Turn the lines below into a numbered list, omitting any blank ones.

Collected data -

::::::::

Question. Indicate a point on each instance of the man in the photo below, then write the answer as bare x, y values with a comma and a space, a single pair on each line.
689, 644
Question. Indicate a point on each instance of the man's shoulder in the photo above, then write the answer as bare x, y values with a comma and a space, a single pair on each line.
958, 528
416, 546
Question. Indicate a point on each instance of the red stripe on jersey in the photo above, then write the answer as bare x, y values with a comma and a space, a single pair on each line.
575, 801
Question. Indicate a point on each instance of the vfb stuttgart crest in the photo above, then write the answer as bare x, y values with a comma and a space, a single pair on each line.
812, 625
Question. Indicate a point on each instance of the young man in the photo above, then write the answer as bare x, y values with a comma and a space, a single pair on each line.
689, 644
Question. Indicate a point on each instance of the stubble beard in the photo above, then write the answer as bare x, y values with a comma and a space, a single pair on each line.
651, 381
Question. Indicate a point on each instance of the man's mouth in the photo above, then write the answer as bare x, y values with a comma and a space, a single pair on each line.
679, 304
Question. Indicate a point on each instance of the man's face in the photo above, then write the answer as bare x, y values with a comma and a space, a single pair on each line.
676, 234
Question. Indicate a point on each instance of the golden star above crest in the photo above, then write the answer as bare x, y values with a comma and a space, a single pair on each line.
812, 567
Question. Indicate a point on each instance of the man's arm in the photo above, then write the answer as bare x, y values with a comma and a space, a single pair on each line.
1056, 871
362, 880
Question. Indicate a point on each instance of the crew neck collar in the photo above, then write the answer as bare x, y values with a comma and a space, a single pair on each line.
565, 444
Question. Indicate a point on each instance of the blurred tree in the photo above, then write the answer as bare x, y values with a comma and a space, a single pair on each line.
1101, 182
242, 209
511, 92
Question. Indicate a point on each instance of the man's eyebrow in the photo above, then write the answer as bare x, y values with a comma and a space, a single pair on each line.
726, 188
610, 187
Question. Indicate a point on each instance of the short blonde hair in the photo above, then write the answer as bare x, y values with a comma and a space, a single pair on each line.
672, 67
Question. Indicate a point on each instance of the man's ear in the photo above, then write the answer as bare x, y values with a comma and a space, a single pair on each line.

::::::::

Output for this exercise -
1. Question. Indicate a point on each instance of the man in the photo below, then write the answer as bare x, y values with a comma and a space, a single pair on each line.
2. 689, 644
3. Question. Indicate a point on each instance of the man's shoulder in the photo above, then write the answer as bare x, y values with a comma and a space, a single pair on each line.
4. 958, 528
5. 416, 546
6. Question. Indicate a point on each instance of the red stripe on jersey in the photo above, then write the answer as bare x, y values with a comma and a space, a single pair on each line.
7. 575, 801
8. Question. Indicate a point on each instance of the vfb stuttgart crest in the photo above, then write the answer as bare x, y values with a comma and a space, a single pair on each line.
9. 812, 625
10. Question. Indicate a point on each instance of the young man in the photo above, then write the answer as bare x, y values with a comma and a space, a single pair on each line.
11. 689, 644
12. Question. Indicate a point on each instance of the stubble beard in the photo above, then write the answer as bare x, y values with a comma and a space, a single pair on each line.
13. 651, 381
14. Question. Indicate a point on each instance of the man's mouth in the photo above, then write the answer as bare x, y values with a comma and a space, a single pair on each line.
15. 679, 304
16. Question. Indicate a point on each instance of the man's face in the photo above, then write the answer as bare x, y values with a comma and a space, a single pair on each line.
17. 676, 234
18. Question. Indicate a point on each instance of the golden star above crest in the photo above, then write the answer as bare x, y values with a comma and a space, a single pair on each line.
19. 812, 567
20. Question. Indicate a point on each instance of the man's arm in the photo above, then write the answer as bare x, y values with a comma and a space, a single pair on each line.
21. 1056, 871
22. 362, 880
23. Question. Indicate a point on each instance of the crew neck collar in the photo above, then write the answer as bare x, y values with a comma and a space, a single pair on each line.
24. 565, 444
25. Question. Indicate a point on each instance of the blurred tree in the photo above, then write the answer as bare x, y values with a comma and a space, a single pair on each line.
26. 1101, 182
27. 242, 209
28. 511, 92
29. Question. Indicate a point on each instance of the man's eyebrow in the photo above, then write the answer as bare x, y values with a comma and a space, a single pair on each line.
30. 726, 188
31. 610, 187
32. Question. Indicate a point on each instance of the short blonde hair in the photo above, then write the answer as bare x, y values with a comma and a space, a single pair on each line.
33. 672, 67
34. Question. Indicate a point on each instance of the man's ear in the photo above, then write the answer as bare x, y values with a comma and a space, a single pair on each line.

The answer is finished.